▶ **EXERCISE MATERIALS**:
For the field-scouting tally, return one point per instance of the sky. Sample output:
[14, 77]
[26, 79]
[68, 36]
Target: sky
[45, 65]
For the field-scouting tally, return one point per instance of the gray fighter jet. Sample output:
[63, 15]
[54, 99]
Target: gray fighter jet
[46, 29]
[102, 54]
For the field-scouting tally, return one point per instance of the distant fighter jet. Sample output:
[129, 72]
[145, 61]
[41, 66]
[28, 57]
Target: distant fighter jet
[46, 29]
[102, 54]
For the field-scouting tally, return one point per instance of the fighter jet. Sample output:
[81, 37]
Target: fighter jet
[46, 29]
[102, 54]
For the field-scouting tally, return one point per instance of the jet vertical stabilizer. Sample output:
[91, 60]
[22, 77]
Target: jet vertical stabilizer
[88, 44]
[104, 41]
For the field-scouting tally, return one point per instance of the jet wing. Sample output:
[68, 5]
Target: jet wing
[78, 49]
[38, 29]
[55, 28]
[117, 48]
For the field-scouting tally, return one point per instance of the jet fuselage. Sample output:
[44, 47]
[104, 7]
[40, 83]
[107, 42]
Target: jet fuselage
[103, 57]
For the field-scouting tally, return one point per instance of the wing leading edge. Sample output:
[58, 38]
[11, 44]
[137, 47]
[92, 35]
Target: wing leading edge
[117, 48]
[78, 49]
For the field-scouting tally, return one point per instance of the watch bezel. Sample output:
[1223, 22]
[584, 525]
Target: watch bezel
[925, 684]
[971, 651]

▶ **STATED EXERCISE**: Copy out the data shown above without altering anything.

▶ **SOLUTION FOR THIS EXERCISE**:
For the field-scouting tally, return one point per instance of the sky. Sample output:
[14, 77]
[26, 79]
[68, 36]
Target: sky
[45, 65]
For the field-scouting tally, return one point per instance of the gray fighter jet. Sample output:
[63, 15]
[54, 99]
Target: gray fighter jet
[46, 29]
[102, 54]
For the field-scouting tally, return one point per instance of the distant fighter jet. Sample output:
[129, 72]
[145, 61]
[41, 66]
[28, 57]
Target: distant fighter jet
[46, 29]
[102, 54]
For the field-scouting tally, return one point per instance of the fighter jet. Sample output:
[81, 37]
Target: fighter jet
[46, 29]
[102, 54]
For the field-scouting tally, return one point per instance of the jet vertical stabilizer. Sample output:
[91, 60]
[22, 77]
Target: jet vertical stabilizer
[88, 44]
[104, 41]
For the field-scouting tally, return one point per instance of the jet wing. Sample output:
[68, 5]
Target: jet wing
[78, 49]
[38, 29]
[55, 28]
[117, 48]
For the field-scouting tally, return one point per instance of the jet fuselage. Sample output:
[44, 47]
[104, 7]
[40, 83]
[107, 42]
Target: jet fuselage
[103, 57]
For the field-scouting tally, return one point per instance of the wing leading edge. Sample output:
[58, 38]
[11, 44]
[137, 47]
[92, 35]
Target: wing leading edge
[117, 48]
[78, 49]
For the field-scouting tally, return one point per instance of the watch bezel. Sample output:
[1223, 22]
[584, 525]
Target: watch bezel
[925, 684]
[971, 651]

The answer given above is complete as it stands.